● The task
Each entry below is to be transcribed exactly.

(Point annotation records)
====================
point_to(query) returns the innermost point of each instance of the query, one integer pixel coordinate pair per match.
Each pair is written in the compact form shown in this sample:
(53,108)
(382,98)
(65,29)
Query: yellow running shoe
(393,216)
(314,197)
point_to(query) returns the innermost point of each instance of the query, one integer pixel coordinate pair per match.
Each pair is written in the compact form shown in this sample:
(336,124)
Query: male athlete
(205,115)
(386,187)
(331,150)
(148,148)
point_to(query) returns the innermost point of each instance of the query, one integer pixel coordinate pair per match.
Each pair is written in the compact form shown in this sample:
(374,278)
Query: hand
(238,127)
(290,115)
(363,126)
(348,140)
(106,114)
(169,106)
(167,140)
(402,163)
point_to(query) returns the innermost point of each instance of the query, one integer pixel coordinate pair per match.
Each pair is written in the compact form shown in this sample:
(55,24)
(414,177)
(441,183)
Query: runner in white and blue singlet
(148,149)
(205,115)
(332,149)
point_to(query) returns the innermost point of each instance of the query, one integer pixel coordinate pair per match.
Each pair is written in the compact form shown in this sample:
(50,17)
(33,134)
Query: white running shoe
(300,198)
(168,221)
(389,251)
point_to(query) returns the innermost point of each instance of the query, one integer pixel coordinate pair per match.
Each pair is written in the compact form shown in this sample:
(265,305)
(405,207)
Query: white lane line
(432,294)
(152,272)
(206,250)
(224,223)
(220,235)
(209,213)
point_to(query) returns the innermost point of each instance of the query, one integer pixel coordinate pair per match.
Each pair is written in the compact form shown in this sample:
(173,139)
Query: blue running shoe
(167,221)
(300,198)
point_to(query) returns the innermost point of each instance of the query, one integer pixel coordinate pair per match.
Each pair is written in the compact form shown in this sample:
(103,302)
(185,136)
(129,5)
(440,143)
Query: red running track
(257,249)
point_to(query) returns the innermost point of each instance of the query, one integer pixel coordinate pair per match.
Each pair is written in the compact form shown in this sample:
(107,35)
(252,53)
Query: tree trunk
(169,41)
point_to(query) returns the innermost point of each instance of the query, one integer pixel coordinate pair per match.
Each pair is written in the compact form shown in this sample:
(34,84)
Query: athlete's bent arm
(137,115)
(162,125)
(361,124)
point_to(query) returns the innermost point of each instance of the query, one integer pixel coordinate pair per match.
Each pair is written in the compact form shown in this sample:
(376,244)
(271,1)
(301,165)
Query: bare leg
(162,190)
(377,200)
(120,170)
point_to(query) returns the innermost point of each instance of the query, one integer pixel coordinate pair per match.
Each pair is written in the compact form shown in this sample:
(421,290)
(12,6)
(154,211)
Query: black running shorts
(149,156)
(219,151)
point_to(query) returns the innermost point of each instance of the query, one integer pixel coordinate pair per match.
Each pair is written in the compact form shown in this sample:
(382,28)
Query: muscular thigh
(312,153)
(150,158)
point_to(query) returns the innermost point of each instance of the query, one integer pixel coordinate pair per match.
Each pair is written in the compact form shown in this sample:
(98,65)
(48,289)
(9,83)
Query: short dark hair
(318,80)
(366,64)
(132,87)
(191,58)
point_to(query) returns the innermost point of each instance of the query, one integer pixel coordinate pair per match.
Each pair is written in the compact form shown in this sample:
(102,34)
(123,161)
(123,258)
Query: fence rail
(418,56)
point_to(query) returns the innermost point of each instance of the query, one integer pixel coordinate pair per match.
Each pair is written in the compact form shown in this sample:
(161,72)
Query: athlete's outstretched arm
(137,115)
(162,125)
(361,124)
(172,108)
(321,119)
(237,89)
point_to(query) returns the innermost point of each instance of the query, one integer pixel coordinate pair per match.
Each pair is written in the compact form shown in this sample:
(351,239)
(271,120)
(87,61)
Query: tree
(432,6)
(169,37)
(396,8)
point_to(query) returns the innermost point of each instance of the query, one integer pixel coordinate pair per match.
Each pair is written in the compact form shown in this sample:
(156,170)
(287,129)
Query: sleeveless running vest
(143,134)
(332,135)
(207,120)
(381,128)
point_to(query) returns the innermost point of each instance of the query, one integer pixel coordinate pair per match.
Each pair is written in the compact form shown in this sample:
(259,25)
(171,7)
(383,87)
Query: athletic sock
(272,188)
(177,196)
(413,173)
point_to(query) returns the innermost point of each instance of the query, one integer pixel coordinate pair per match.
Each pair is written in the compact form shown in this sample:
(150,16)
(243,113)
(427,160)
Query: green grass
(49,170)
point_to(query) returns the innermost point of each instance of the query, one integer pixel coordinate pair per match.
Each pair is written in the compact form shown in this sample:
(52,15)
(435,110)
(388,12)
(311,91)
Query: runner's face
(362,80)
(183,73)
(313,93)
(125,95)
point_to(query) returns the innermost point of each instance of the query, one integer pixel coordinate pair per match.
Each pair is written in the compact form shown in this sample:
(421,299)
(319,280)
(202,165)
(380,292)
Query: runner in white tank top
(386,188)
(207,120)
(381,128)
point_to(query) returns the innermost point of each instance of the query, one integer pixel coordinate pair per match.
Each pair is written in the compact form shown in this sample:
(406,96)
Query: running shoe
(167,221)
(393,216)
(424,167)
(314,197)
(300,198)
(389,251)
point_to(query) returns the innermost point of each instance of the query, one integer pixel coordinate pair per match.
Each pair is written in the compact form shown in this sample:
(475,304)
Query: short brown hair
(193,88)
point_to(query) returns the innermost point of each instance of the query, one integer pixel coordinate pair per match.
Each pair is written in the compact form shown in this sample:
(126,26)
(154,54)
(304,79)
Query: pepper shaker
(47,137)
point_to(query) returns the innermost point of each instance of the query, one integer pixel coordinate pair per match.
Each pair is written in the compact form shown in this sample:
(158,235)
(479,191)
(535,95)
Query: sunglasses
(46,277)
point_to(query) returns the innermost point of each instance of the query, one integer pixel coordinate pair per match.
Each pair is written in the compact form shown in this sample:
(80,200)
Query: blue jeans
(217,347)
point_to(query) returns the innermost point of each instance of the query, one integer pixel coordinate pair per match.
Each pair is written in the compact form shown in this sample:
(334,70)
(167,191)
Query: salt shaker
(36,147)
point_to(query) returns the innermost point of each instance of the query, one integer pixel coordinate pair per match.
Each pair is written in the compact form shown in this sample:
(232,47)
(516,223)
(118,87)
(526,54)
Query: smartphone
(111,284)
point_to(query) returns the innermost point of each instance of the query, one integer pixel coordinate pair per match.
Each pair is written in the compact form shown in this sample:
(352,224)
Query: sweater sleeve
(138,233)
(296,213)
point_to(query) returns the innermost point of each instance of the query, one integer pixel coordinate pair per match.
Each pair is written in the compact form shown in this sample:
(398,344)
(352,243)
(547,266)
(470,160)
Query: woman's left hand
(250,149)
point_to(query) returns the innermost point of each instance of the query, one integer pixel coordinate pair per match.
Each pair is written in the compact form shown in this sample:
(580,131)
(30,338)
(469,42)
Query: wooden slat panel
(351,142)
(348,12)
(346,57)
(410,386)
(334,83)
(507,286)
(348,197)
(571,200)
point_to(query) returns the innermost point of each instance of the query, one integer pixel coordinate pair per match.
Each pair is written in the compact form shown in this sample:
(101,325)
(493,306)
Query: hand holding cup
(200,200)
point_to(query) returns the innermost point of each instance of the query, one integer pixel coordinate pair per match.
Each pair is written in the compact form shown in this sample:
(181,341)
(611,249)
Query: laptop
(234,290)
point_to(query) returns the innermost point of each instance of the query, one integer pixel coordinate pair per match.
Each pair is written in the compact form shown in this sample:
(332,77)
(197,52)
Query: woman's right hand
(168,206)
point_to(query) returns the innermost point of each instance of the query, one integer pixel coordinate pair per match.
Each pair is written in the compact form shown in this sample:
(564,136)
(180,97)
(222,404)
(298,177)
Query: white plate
====================
● Reply to the task
point_to(query) returns the innermost point of each instance of the query, one integer pixel coordinate pair per match.
Each pair is written in the compact form shown in this sample:
(53,108)
(382,98)
(65,29)
Query: yellow running shoe
(393,216)
(314,197)
point_to(query) returns the innermost point of each instance of the query, one integer pixel coordinate pair per match.
Each pair is written in the compact form shown in this sample:
(336,124)
Query: male athlete
(205,115)
(386,187)
(331,150)
(148,148)
point_to(query) returns the innermost point of each instance of the query, one integer pixel coordinate pair per match.
Each pair is written in the compact form shown in this sample:
(374,278)
Query: hand
(238,127)
(290,115)
(363,126)
(348,140)
(106,114)
(169,106)
(167,140)
(402,163)
point_to(query) returns the innermost point of each instance of the query, one integer pixel coordinate pair per match.
Each pair is written in the compact form shown in this sample:
(55,24)
(414,177)
(441,183)
Query: runner in white and blue singlet
(148,149)
(205,115)
(332,149)
point_to(query) returns the innermost point of each instance of the query, one integer pixel coordinate pair per match.
Each pair is written in the compact form shown in this sample:
(50,17)
(33,134)
Query: white running shoe
(300,198)
(168,221)
(389,251)
point_to(query) returns the innermost point of each instance of the query, one integer pixel coordinate pair per match.
Each pair is written in the compact form shown in this sample:
(265,305)
(405,207)
Query: white lane line
(432,294)
(152,272)
(206,250)
(224,223)
(220,235)
(209,213)
point_to(query) returns the innermost point of each instance of the query, one integer pixel coordinate pair per match.
Each pair is written in the compact form shown in this sample:
(173,139)
Query: blue running shoe
(167,221)
(300,198)
point_to(query) returns the innermost point of each instance of the query, one integer pixel coordinate pair per match.
Each pair is written in the compact form shown in this sample:
(103,302)
(185,136)
(129,5)
(440,143)
Query: red running track
(257,249)
point_to(query) returns the innermost point of each instance of the query, one integer pixel coordinate pair per match.
Each pair is written in the compact form shown in this sample:
(107,35)
(252,53)
Query: tree trunk
(169,41)
point_to(query) returns the innermost point of each instance of the query, one integer pixel coordinate pair per match.
Each pair is written in the compact form shown in this sample:
(34,84)
Query: athlete's bent arm
(137,115)
(162,125)
(361,124)
point_to(query) returns the innermost point of each instance of the query, one integer pixel coordinate pair per match.
Each pair is written in the compact form shown in this sample:
(376,244)
(271,1)
(301,165)
Query: bare leg
(162,190)
(377,200)
(120,170)
point_to(query) returns the innermost point of each instance of the query, one integer pixel coordinate pair per match.
Each pair is written in the compact form shown in this sample:
(421,290)
(12,6)
(154,211)
Query: black running shorts
(149,156)
(219,151)
point_to(query) returns the innermost point of each instance of the query, one integer pixel coordinate pair per match.
Each pair is written in the compact form shown in this sample:
(382,28)
Query: muscular thigh
(312,153)
(150,158)
point_to(query) returns the innermost point of each instance of the query, one integer pixel coordinate pair per match.
Each pair is written in the compact form shown in this sample:
(98,65)
(48,289)
(9,83)
Query: short dark hair
(318,80)
(366,64)
(132,87)
(191,58)
point_to(query) returns the innermost point of each instance of the query, one integer pixel coordinate pair per match.
Each pair is written in the compact form shown in this sample:
(102,34)
(123,161)
(123,258)
Query: fence rail
(418,56)
point_to(query) returns the innermost point of each instance of the query, one integer pixel coordinate pair per match.
Each pair is written in the compact form shown in this sample:
(161,72)
Query: athlete's outstretched arm
(137,115)
(162,125)
(361,124)
(172,108)
(321,119)
(237,89)
point_to(query) returns the innermost point of each instance of the query, one integer pixel coordinate pair per match.
Each pair is written in the compact form shown in this sample:
(351,239)
(271,120)
(87,61)
Query: tree
(432,6)
(169,37)
(396,8)
point_to(query) returns the innermost point of each instance of the query, one integer pixel coordinate pair per match.
Each pair is written in the compact form shown in this sample:
(156,170)
(287,129)
Query: sleeveless running vest
(143,134)
(332,135)
(207,120)
(381,128)
point_to(query) returns the innermost point of each instance of the query, one integer pixel coordinate pair per match.
Each pair is written in the compact form shown in this sample:
(259,25)
(171,7)
(383,87)
Query: athletic sock
(272,188)
(177,196)
(413,173)
point_to(query) returns the innermost point of each instance of the query, one integer pixel coordinate pair per match.
Each pair is written in the compact form shown in this sample:
(150,16)
(243,113)
(427,160)
Query: green grass
(49,170)
point_to(query) returns the innermost point of each instance of the query, one integer pixel coordinate pair per match.
Each pair is written in the compact form shown in this sample:
(52,15)
(435,110)
(388,12)
(311,91)
Query: runner's face
(362,80)
(183,73)
(313,93)
(125,95)
point_to(query) returns the innermost point of each instance of the query, one integer pixel coordinate pair per match.
Each pair is written in the compact form shown in this sample:
(421,299)
(319,280)
(202,165)
(380,292)
Query: runner in white tank top
(386,188)
(207,120)
(381,128)
point_to(query) returns the innermost point of each instance of the query, one integer pixel coordinate pair per match.
Each pair is written in the compact form shown in this sample:
(406,96)
Query: running shoe
(167,221)
(393,216)
(424,167)
(314,197)
(300,198)
(389,251)
point_to(query) returns the innermost point of each instance of the query, one integer pixel coordinate pair per match.
Each pair is written in the compact form shown in this sample:
(475,304)
Query: short brown hair
(193,88)
point_to(query) returns the innermost point of each instance of the query, one integer pixel coordinate pair per match.
Each pair is written in the compact form shown in this sample:
(126,26)
(154,54)
(304,79)
Query: pepper shaker
(47,137)
point_to(query) returns the innermost point of each instance of the query, one integer pixel coordinate pair per match.
Each pair is written in the compact form shown in this sample:
(158,235)
(479,191)
(535,95)
Query: sunglasses
(46,277)
point_to(query) returns the innermost point of each instance of the query, one integer pixel coordinate pair per match.
Each pair is written in the compact form shown in this sample:
(80,200)
Query: blue jeans
(217,347)
point_to(query) returns the innermost point of each instance of the query, one integer pixel coordinate pair per match.
Each pair is written in the compact form shown in this sample:
(334,70)
(167,191)
Query: salt shaker
(36,147)
point_to(query) returns the innermost point of each instance of the query, one integer pixel coordinate pair per match.
Each pair is written in the compact form shown in this sample:
(232,47)
(516,223)
(118,87)
(526,54)
Query: smartphone
(111,284)
point_to(query) returns the innermost point of each instance of the query, one integer pixel coordinate pair per match.
Each pair is written in the compact form shown in this sample:
(352,224)
Query: sweater sleeve
(138,233)
(296,213)
point_to(query) returns the innermost point of each instance of the query, one integer pixel coordinate pair per match.
Each pair is written in the compact form shown in this sample:
(398,344)
(352,243)
(547,266)
(470,160)
Query: woman's left hand
(250,149)
point_to(query) returns the innermost point of each instance of the query, one integer pixel coordinate pair per match.
Each pair is written in the compact form shown in this sample:
(580,131)
(30,338)
(469,42)
Query: wooden slat panel
(351,142)
(348,12)
(346,57)
(410,386)
(334,83)
(507,286)
(348,197)
(571,200)
point_to(query) returns the innermost point of each instance of the query, one integer pixel coordinate pair per match.
Each pair is written in the compact form shown in this sample:
(101,325)
(493,306)
Query: hand holding cup
(200,200)
point_to(query) returns the innermost point of each instance of the query, one integer pixel coordinate pair per match.
Each pair is written in the compact form shown in this sample:
(181,341)
(611,249)
Query: laptop
(234,290)
point_to(query) returns the innermost point of each instance of the query, one integer pixel coordinate pair per match.
Each pair is written in the compact form shown in this sample:
(332,77)
(197,52)
Query: woman's right hand
(168,206)
point_to(query) returns the innermost point of each instance of the query, one integer pixel coordinate pair per match.
Each pair is written in the compact form shown in this sample:
(564,136)
(180,97)
(222,404)
(298,177)
Query: white plate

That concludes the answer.